##### Given information #####
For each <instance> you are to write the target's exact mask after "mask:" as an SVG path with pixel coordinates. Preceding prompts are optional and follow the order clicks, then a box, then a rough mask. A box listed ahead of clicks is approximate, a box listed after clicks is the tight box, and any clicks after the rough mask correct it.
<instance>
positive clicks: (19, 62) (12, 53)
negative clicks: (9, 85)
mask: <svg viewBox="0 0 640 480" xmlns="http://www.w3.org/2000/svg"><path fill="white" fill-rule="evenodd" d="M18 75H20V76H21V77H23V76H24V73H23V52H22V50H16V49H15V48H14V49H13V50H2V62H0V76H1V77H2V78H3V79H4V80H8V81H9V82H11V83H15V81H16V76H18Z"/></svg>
#####
##### Given information #####
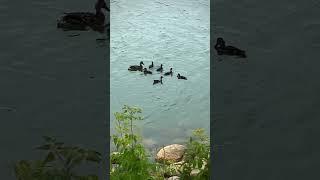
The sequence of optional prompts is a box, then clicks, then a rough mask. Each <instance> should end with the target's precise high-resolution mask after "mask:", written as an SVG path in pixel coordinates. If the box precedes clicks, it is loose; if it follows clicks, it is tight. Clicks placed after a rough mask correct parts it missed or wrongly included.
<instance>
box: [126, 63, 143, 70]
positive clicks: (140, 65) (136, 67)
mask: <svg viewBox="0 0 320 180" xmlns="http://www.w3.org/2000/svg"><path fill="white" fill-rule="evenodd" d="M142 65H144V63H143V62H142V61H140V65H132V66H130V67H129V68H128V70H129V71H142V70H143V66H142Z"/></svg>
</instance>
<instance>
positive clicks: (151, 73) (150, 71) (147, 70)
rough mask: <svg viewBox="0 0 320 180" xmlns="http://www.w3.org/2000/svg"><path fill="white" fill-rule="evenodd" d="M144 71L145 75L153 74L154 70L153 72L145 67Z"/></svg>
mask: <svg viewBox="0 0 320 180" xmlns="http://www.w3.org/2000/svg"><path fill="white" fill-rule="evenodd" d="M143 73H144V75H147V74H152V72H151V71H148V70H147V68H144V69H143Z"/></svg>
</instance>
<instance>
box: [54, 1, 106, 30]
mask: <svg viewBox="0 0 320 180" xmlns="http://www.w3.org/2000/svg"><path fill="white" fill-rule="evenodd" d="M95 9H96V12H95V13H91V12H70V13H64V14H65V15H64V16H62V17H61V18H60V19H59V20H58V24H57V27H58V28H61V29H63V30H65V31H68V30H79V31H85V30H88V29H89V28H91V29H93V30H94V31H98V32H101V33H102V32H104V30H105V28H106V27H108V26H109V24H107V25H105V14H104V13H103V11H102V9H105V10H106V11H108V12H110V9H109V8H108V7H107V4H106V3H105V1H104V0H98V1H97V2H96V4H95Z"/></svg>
#####
##### Given information #####
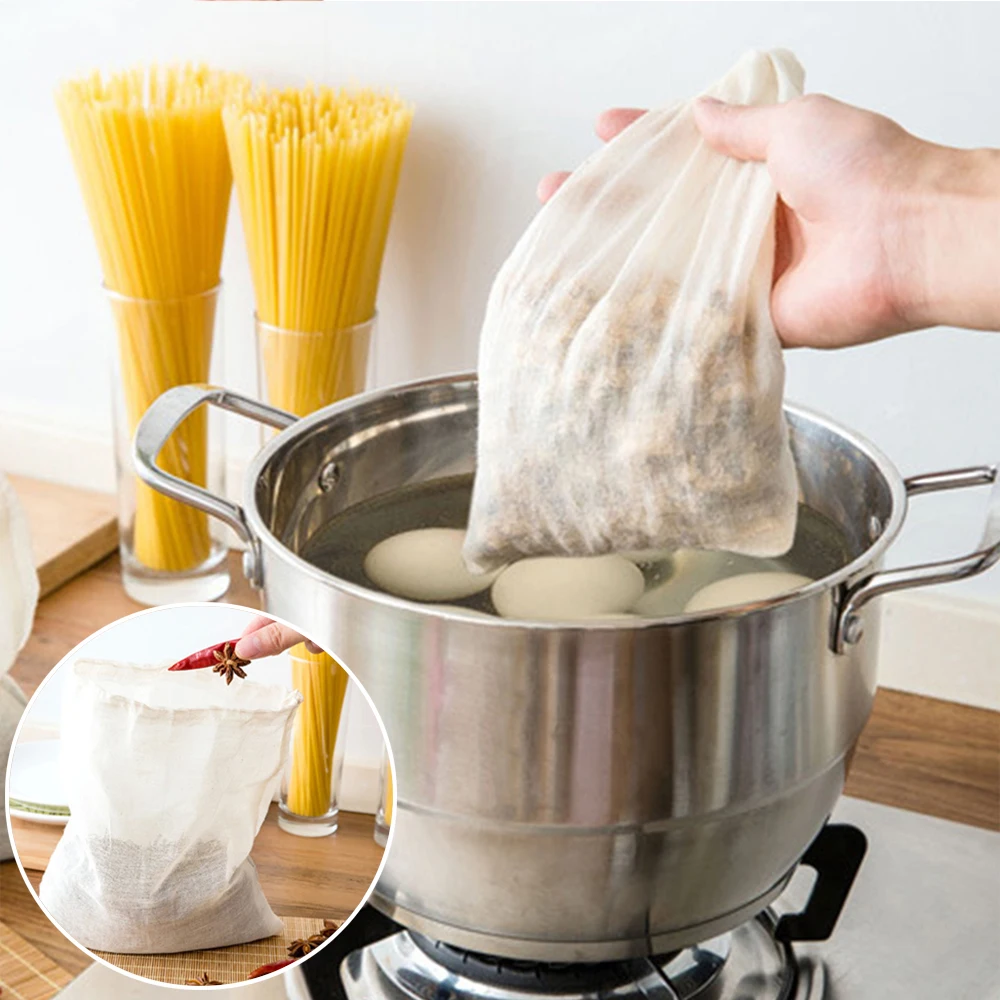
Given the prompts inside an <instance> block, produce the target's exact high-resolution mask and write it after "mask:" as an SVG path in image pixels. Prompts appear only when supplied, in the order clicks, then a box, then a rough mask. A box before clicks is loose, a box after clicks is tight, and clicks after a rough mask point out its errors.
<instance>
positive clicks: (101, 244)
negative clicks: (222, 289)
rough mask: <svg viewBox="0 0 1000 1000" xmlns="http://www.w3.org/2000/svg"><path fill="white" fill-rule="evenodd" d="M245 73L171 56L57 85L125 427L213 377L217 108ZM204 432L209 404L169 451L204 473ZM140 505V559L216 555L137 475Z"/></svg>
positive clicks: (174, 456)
#####
What is being asked
Identify every line in the rows above that contains the string "order", and copy each of those lines in full.

Answer for the task
For each <instance> you are to write the target's exact mask after "mask:" as an SVG path with pixel coordinates. Preceding prompts are optional and follow the order clicks, then a box, then a rough mask. A box listed ahead of clicks is approximate, a box listed after clicks is the tight box, and any clicks after the rough mask correct it.
Given the prompts inside an <instance> block, produce the target's exact high-resolution mask and write it after "mask:" as an SVG path in image pixels. Prompts appear only when supplied, in the order clicks, then a box, then a rough mask. A box before clicks is loose, a box after clicks is tight, and clicks after a rough mask point out its errors.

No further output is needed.